Your goal: Output the line containing "Could you please pick out the tire" and all subsequent lines of the listing below, copied exactly, with no other lines.

Data listing:
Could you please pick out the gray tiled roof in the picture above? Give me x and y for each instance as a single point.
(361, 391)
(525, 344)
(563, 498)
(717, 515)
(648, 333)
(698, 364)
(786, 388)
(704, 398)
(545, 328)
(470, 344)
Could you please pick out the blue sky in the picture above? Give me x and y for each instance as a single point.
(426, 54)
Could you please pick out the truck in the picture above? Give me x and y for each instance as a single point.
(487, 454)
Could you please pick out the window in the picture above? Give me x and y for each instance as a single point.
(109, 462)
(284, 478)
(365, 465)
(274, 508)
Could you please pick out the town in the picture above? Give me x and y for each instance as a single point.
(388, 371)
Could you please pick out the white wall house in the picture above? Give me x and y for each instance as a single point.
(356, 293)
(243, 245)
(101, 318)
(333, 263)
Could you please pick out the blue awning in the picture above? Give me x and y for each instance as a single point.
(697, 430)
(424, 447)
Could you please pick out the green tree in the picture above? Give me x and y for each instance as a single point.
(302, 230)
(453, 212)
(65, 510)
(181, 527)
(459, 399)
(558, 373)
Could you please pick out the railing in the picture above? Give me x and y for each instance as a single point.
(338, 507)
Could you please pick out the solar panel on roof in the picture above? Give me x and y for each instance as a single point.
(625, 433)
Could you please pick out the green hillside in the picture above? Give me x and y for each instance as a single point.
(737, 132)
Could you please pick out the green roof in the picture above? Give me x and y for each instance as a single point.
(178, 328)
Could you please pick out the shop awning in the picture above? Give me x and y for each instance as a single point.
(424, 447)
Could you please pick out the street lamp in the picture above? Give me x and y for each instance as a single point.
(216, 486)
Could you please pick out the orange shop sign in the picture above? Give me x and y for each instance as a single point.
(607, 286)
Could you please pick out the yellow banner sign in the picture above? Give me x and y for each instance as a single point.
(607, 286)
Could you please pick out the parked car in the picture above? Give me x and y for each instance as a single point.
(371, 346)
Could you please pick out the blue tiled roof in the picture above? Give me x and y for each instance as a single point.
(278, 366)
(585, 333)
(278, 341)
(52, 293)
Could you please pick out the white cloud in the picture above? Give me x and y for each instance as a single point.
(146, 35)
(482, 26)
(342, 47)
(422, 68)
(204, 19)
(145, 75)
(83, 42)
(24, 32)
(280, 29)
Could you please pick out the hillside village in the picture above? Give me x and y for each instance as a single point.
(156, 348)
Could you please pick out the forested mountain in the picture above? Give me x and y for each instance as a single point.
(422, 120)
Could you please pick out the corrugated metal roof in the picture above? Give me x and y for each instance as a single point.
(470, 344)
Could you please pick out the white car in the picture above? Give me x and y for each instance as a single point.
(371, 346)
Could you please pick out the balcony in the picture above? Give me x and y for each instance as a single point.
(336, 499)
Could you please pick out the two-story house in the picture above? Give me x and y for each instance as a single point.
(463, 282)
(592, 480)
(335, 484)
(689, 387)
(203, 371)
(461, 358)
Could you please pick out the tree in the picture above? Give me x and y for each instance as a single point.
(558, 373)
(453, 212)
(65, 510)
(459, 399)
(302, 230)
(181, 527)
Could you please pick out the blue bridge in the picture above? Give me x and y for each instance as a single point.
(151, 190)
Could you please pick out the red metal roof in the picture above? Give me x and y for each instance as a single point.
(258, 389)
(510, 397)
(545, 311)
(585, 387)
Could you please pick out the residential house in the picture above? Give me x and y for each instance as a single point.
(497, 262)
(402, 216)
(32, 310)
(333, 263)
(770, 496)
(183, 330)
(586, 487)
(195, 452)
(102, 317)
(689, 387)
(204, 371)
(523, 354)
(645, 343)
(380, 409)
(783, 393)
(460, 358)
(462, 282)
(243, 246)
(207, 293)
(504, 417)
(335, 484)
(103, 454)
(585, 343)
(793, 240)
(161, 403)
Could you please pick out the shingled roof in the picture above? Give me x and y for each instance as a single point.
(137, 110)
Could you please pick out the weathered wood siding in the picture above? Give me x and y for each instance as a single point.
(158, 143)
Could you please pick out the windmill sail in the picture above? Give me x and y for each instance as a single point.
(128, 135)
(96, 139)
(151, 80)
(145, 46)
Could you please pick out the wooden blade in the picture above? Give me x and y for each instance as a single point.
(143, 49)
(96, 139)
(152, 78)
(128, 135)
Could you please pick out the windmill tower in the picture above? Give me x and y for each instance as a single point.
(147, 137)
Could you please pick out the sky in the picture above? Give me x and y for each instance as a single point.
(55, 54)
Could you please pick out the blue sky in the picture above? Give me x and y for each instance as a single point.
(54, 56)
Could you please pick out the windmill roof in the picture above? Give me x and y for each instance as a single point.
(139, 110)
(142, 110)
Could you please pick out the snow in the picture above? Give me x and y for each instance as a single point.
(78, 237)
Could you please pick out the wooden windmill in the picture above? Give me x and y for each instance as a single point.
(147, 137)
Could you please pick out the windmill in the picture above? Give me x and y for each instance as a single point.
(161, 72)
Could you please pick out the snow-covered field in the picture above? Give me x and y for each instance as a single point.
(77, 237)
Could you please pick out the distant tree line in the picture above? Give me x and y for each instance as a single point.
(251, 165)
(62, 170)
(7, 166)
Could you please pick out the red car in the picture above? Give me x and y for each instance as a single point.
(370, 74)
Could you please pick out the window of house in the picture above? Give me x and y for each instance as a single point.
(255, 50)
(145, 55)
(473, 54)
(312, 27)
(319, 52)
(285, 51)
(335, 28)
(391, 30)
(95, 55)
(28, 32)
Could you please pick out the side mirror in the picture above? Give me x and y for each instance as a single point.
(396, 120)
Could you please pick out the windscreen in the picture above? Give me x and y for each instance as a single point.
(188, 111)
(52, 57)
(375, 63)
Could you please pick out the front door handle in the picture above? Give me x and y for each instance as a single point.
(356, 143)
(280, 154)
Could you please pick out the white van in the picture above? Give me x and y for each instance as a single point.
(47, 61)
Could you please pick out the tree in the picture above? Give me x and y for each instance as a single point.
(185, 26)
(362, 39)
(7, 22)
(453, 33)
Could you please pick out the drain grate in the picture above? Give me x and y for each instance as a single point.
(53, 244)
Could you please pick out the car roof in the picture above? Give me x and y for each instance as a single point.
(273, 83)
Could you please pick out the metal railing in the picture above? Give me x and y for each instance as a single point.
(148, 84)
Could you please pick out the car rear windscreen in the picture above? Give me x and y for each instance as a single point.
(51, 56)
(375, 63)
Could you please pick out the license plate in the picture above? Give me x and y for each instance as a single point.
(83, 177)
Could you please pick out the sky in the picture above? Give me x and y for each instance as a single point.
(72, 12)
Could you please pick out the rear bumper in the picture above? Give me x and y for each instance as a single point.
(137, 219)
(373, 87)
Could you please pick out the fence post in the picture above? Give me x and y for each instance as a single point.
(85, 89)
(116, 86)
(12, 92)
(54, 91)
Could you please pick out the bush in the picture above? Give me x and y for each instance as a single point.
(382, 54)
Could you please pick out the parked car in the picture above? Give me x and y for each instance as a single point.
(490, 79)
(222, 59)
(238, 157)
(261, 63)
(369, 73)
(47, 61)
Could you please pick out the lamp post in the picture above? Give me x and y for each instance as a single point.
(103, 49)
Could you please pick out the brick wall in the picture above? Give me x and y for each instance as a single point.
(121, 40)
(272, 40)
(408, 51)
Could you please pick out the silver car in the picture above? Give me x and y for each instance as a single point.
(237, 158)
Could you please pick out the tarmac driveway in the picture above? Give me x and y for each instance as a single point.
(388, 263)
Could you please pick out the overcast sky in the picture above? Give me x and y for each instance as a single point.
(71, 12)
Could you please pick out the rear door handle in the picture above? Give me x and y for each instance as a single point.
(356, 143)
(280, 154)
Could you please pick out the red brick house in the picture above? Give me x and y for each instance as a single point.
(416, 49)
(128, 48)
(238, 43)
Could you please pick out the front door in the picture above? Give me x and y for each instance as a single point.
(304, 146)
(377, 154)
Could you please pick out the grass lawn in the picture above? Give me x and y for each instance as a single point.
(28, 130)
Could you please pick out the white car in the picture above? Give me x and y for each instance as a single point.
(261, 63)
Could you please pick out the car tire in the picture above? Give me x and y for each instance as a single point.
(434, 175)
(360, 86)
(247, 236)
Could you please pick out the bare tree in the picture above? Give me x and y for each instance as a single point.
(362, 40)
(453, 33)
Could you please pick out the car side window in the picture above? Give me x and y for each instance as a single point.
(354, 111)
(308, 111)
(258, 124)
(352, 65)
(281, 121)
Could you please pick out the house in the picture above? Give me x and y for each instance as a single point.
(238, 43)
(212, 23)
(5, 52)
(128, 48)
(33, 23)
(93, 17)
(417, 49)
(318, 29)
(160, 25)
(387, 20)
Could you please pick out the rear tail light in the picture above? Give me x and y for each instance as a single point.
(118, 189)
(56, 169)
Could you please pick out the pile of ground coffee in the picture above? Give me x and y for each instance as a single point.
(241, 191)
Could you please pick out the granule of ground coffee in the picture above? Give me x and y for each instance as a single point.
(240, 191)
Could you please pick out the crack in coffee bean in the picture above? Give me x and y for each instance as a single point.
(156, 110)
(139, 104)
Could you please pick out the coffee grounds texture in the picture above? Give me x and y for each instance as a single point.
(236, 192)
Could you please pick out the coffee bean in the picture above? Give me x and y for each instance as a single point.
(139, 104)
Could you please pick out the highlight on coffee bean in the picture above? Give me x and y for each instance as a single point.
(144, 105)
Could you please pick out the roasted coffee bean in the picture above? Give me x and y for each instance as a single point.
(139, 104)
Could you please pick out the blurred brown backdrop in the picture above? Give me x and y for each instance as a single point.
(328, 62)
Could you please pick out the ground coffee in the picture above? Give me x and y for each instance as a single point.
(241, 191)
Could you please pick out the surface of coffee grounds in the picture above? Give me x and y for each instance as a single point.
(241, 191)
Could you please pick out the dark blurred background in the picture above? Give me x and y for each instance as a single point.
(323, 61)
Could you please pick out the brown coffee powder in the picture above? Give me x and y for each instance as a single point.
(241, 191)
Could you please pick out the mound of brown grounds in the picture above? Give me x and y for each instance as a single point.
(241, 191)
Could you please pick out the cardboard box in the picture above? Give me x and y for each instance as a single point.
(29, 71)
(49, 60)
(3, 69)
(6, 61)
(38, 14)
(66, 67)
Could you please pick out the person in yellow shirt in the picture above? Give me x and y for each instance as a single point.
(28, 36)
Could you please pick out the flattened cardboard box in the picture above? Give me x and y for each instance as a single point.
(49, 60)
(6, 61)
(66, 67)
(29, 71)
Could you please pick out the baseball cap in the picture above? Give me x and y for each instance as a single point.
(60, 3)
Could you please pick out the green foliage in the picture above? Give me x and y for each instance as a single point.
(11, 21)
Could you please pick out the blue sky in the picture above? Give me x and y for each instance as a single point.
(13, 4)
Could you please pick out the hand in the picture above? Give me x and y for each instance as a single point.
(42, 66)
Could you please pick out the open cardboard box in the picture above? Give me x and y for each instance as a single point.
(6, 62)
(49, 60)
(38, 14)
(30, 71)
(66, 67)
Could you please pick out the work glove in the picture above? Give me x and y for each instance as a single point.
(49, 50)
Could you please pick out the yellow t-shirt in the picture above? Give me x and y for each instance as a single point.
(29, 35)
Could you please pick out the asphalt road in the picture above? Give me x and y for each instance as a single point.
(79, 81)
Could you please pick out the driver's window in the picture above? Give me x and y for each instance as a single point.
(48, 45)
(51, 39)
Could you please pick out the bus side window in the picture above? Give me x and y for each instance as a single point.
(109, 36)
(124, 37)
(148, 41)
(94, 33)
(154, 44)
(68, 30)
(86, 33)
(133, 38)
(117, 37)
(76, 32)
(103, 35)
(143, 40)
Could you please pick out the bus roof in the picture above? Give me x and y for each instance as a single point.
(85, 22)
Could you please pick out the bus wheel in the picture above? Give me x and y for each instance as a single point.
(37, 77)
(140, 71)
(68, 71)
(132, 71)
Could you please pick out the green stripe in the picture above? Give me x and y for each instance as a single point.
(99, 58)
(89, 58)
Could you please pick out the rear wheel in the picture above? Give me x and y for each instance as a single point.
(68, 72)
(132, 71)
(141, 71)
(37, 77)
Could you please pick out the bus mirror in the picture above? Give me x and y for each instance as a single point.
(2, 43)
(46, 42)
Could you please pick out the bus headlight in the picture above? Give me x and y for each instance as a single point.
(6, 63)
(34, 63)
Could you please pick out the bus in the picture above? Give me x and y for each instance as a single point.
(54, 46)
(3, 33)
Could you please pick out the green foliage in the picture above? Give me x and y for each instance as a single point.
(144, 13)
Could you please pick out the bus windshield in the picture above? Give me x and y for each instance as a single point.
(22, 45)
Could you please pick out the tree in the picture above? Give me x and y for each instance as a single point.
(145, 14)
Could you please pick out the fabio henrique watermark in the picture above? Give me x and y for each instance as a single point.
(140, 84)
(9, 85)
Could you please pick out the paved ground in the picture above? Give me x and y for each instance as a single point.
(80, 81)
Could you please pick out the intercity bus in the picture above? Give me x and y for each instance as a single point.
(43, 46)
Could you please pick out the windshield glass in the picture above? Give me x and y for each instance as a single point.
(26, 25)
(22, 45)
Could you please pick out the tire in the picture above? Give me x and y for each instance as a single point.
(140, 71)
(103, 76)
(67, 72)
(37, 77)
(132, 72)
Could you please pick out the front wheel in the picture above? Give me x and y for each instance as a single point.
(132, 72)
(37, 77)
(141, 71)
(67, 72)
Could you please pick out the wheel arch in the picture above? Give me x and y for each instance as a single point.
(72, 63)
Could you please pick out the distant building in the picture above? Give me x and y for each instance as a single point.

Response:
Could you please pick out the tire in the picture above? Give me x and y for each instance as a single point.
(140, 71)
(103, 76)
(67, 72)
(37, 77)
(132, 72)
Could you please pick out the front wheel in the picture above? Give me x and y for each instance as a single point.
(132, 72)
(37, 77)
(141, 71)
(67, 72)
Could you please pick out the wheel arch in the picture above? Give me x and y for each instance as a single point.
(72, 63)
Could you please pick out the distant building in the picture above? Give me x and y for each instance as a single point.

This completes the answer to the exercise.